**EXERCISE GOAL**
Copy out all the records below, replacing each occurrence of "donkey" with "burro" and leaving every other character as it is.

_ _ _ _ _

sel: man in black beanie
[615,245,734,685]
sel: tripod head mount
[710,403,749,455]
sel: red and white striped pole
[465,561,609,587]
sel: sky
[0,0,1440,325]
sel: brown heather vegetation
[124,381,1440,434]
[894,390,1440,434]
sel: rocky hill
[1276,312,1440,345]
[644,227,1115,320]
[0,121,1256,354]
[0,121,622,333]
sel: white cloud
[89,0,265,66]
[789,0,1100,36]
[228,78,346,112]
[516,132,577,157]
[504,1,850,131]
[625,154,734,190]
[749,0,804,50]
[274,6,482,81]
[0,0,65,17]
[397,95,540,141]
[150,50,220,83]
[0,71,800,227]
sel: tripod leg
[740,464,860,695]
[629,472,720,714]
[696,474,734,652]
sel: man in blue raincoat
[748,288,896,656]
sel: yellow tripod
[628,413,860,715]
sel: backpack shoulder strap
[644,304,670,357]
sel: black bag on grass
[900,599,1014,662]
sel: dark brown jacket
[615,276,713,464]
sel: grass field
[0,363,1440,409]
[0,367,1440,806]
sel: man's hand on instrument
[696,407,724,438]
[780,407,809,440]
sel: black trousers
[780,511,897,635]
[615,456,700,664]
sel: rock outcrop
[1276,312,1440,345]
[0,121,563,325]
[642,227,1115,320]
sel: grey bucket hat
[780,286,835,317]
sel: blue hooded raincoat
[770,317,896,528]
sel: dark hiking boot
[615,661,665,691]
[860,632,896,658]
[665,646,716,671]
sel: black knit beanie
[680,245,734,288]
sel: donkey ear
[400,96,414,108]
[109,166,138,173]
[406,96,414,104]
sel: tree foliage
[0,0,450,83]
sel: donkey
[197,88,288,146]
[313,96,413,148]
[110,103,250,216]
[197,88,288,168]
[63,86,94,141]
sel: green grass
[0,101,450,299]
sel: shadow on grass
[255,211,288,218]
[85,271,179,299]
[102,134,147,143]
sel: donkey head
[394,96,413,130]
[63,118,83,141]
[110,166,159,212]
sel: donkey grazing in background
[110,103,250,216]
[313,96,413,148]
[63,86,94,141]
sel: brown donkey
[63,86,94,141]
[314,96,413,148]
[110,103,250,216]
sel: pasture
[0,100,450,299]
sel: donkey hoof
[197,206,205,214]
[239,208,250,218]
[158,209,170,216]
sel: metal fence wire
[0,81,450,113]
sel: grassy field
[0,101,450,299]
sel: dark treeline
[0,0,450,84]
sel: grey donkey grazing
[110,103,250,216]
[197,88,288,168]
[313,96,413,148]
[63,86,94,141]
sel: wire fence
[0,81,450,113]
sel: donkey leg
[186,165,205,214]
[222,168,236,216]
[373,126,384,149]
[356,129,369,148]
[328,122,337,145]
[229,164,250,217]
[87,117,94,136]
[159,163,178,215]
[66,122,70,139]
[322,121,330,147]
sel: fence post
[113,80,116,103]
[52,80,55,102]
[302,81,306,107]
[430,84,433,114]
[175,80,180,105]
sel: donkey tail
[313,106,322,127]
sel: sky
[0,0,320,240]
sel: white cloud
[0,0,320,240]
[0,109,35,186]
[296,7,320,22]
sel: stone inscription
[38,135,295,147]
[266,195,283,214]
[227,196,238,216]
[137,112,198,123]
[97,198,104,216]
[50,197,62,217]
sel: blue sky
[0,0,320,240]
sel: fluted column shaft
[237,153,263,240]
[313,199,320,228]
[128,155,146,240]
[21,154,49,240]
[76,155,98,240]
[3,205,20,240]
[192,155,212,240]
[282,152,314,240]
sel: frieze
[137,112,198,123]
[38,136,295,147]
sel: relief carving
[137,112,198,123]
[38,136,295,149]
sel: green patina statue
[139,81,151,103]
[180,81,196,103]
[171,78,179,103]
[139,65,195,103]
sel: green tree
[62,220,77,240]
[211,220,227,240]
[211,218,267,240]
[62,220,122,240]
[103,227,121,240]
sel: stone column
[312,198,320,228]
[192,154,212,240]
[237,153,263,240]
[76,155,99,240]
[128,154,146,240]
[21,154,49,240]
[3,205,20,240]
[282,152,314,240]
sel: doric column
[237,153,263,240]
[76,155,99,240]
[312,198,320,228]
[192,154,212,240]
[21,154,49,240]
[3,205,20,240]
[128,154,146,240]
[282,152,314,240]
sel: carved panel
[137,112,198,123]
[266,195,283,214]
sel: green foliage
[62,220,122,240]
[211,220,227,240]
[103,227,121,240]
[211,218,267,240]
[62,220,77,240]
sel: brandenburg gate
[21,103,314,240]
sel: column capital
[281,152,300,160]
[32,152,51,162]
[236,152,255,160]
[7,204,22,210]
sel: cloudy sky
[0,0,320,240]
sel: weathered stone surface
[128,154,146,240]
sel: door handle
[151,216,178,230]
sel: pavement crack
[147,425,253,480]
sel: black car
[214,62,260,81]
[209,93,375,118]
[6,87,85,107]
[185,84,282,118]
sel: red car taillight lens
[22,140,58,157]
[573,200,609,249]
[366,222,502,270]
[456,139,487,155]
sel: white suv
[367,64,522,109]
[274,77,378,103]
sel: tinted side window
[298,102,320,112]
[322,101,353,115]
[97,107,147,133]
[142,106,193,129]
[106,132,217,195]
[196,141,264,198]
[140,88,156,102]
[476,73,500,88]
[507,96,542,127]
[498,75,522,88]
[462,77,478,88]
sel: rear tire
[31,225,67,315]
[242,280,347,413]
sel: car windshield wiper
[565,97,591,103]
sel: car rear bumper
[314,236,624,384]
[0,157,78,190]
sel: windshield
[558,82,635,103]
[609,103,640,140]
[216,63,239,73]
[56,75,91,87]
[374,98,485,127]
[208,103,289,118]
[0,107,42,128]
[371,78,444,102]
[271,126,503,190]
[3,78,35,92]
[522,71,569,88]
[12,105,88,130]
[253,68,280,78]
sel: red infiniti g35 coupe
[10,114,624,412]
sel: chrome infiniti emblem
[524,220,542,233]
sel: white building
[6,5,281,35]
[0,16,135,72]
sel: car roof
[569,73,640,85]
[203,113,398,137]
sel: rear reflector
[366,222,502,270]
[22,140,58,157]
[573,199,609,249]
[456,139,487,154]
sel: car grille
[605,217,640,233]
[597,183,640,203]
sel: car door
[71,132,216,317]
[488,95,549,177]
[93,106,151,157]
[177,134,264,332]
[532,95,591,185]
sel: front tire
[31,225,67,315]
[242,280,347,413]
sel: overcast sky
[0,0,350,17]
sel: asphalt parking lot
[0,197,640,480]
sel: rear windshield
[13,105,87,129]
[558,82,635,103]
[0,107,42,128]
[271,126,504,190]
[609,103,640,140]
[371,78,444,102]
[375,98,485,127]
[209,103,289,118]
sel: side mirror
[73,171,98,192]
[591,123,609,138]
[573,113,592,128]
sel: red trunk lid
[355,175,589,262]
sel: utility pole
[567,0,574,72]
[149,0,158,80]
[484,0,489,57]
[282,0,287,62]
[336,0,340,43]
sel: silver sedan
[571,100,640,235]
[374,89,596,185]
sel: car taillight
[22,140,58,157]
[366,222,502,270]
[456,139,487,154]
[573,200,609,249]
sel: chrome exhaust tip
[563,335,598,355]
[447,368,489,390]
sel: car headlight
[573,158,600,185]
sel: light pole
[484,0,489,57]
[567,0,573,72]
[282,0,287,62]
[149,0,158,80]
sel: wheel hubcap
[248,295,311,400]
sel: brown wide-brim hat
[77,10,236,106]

_ _ _ _ _

**CORRECT RESULT**
sel: man in black beanie
[615,245,734,685]
sel: tripod head mount
[710,403,749,455]
sel: red and white striped pole
[465,561,609,587]
sel: sky
[0,0,1440,325]
sel: brown heather vegetation
[124,381,1440,434]
[894,390,1440,434]
sel: rocky hill
[1276,312,1440,345]
[644,227,1115,320]
[0,121,1256,354]
[0,121,622,333]
sel: white cloud
[89,0,265,66]
[789,0,1100,36]
[228,78,346,112]
[516,132,577,157]
[504,1,850,131]
[625,154,734,190]
[749,0,804,50]
[274,6,482,81]
[0,0,65,17]
[397,95,540,141]
[150,50,220,83]
[0,71,800,227]
sel: tripod leg
[740,464,860,695]
[629,472,720,714]
[696,474,734,652]
sel: man in blue raincoat
[748,288,896,656]
sel: yellow tripod
[628,413,860,715]
sel: backpack shoulder strap
[644,304,670,357]
sel: black bag on grass
[900,599,1014,662]
sel: dark brown jacket
[615,276,713,464]
sel: grass field
[0,363,1440,409]
[0,367,1440,806]
sel: man's hand on instrument
[696,407,724,438]
[780,407,809,440]
sel: black trousers
[780,511,897,635]
[615,456,700,664]
sel: rock outcrop
[1276,312,1440,345]
[0,121,563,325]
[642,227,1115,320]
sel: grey bucket hat
[780,286,835,317]
sel: blue hooded raincoat
[770,317,896,528]
sel: dark hiking boot
[615,661,665,691]
[860,632,896,658]
[665,646,716,671]
sel: black knit beanie
[680,245,734,288]
sel: burro ear
[400,96,414,108]
[109,166,138,173]
[406,96,414,104]
sel: tree foliage
[0,0,450,83]
sel: burro
[197,88,288,146]
[313,96,413,148]
[110,103,250,216]
[197,88,288,168]
[63,86,94,141]
sel: green grass
[0,101,450,299]
sel: shadow on grass
[255,211,288,218]
[85,271,179,299]
[102,134,147,143]
sel: burro head
[394,96,413,130]
[63,118,83,141]
[110,166,159,212]
sel: burro grazing in background
[110,103,250,216]
[313,96,413,148]
[63,86,94,141]
sel: brown burro
[63,86,94,141]
[314,96,413,148]
[110,103,250,216]
sel: pasture
[0,100,450,299]
sel: burro hoof
[197,206,205,214]
[239,208,250,218]
[158,209,170,216]
sel: metal fence wire
[0,81,450,113]
sel: grassy field
[0,101,450,299]
sel: dark treeline
[0,0,450,84]
sel: grey burro grazing
[110,103,250,216]
[197,88,288,168]
[313,96,413,148]
[63,86,94,141]
sel: wire fence
[0,81,450,113]
sel: burro leg
[186,165,205,214]
[222,168,236,216]
[373,126,384,149]
[356,129,369,148]
[328,122,337,145]
[229,164,250,217]
[87,117,94,136]
[159,163,178,215]
[66,122,70,139]
[322,121,330,147]
sel: fence post
[113,80,116,103]
[52,80,55,102]
[302,81,306,107]
[430,84,433,114]
[175,80,180,105]
sel: burro tail
[313,106,322,127]
sel: sky
[0,0,320,240]
sel: white cloud
[0,0,320,240]
[0,109,35,186]
[296,7,320,22]
sel: stone inscription
[38,135,295,147]
[266,195,283,214]
[227,196,238,216]
[137,112,198,123]
[97,198,104,216]
[50,197,62,217]
sel: blue sky
[0,0,320,240]
sel: fluted column shaft
[237,153,263,240]
[313,199,320,228]
[128,155,146,240]
[21,154,49,240]
[76,155,98,240]
[3,205,20,240]
[192,155,212,240]
[282,152,314,240]
sel: frieze
[137,112,198,123]
[38,136,295,147]
sel: relief carving
[137,112,198,123]
[38,136,295,149]
sel: green patina statue
[139,81,151,103]
[180,81,196,103]
[171,78,179,103]
[139,65,195,103]
sel: green tree
[62,220,77,240]
[211,220,227,240]
[211,218,267,240]
[62,220,122,240]
[103,227,121,240]
sel: stone column
[312,198,320,228]
[192,154,212,240]
[237,153,263,240]
[76,155,99,240]
[128,154,146,240]
[21,154,49,240]
[3,205,20,240]
[282,152,314,240]
sel: doric column
[237,153,263,240]
[76,155,99,240]
[312,198,320,228]
[192,154,212,240]
[21,154,49,240]
[3,205,20,240]
[128,154,146,240]
[282,152,314,240]
sel: carved panel
[137,112,198,123]
[266,195,283,214]
sel: green foliage
[62,220,122,240]
[211,220,227,240]
[103,227,121,240]
[211,218,267,240]
[62,220,77,240]
sel: brandenburg gate
[21,103,314,240]
sel: column capital
[281,152,300,160]
[32,152,51,162]
[236,152,255,160]
[7,204,22,210]
sel: cloudy sky
[0,0,320,240]
sel: weathered stone surface
[128,154,146,240]
sel: door handle
[151,216,178,230]
sel: pavement crack
[147,425,253,480]
sel: black car
[214,62,260,81]
[209,93,375,118]
[6,87,85,107]
[185,84,282,118]
sel: red car taillight lens
[22,140,58,157]
[573,200,609,249]
[366,222,502,270]
[456,139,487,155]
sel: white suv
[367,64,522,109]
[274,77,378,103]
sel: tinted side window
[298,102,320,112]
[322,101,353,115]
[97,107,147,133]
[142,106,193,129]
[106,132,217,195]
[196,141,264,198]
[140,88,156,102]
[476,73,500,88]
[507,96,542,127]
[498,75,522,88]
[462,77,478,88]
sel: rear tire
[31,225,67,315]
[242,280,347,413]
sel: car windshield wiper
[565,97,591,103]
sel: car rear bumper
[314,236,624,384]
[0,157,78,190]
sel: windshield
[558,82,635,103]
[609,103,640,140]
[216,63,239,73]
[56,75,91,87]
[374,98,485,127]
[208,103,289,118]
[0,107,42,128]
[371,78,444,102]
[271,126,503,190]
[3,78,35,92]
[522,71,569,88]
[12,105,88,130]
[253,68,280,78]
sel: red infiniti g35 coupe
[10,114,624,412]
sel: chrome infiniti emblem
[524,220,542,233]
sel: white building
[6,5,281,35]
[0,16,135,72]
sel: car roof
[569,73,640,85]
[203,113,398,137]
sel: rear reflector
[366,222,502,270]
[22,140,58,157]
[573,199,609,249]
[456,139,487,154]
sel: car grille
[605,217,640,233]
[597,183,640,203]
sel: car door
[71,132,216,317]
[488,95,549,177]
[93,106,151,157]
[177,134,264,332]
[532,95,591,185]
sel: front tire
[31,225,67,315]
[242,280,347,413]
sel: overcast sky
[0,0,350,17]
sel: asphalt parking lot
[0,197,640,480]
sel: rear windshield
[13,105,87,129]
[558,82,635,103]
[0,107,42,128]
[271,126,504,190]
[609,103,640,140]
[371,78,444,102]
[375,98,485,127]
[209,103,289,118]
sel: side mirror
[73,171,98,192]
[591,123,609,138]
[573,113,592,128]
sel: red trunk lid
[355,175,589,262]
sel: utility pole
[567,0,574,72]
[149,0,158,80]
[484,0,489,57]
[282,0,287,62]
[336,0,340,43]
sel: silver sedan
[571,100,640,235]
[374,89,596,185]
sel: car taillight
[22,140,58,157]
[366,222,502,270]
[456,139,487,154]
[573,200,609,249]
sel: chrome exhaust tip
[563,335,598,355]
[447,368,489,390]
sel: car headlight
[573,158,600,185]
sel: light pole
[484,0,489,57]
[567,0,573,72]
[282,0,287,62]
[149,0,158,80]
sel: wheel hubcap
[248,295,311,400]
sel: brown wide-brim hat
[77,10,236,106]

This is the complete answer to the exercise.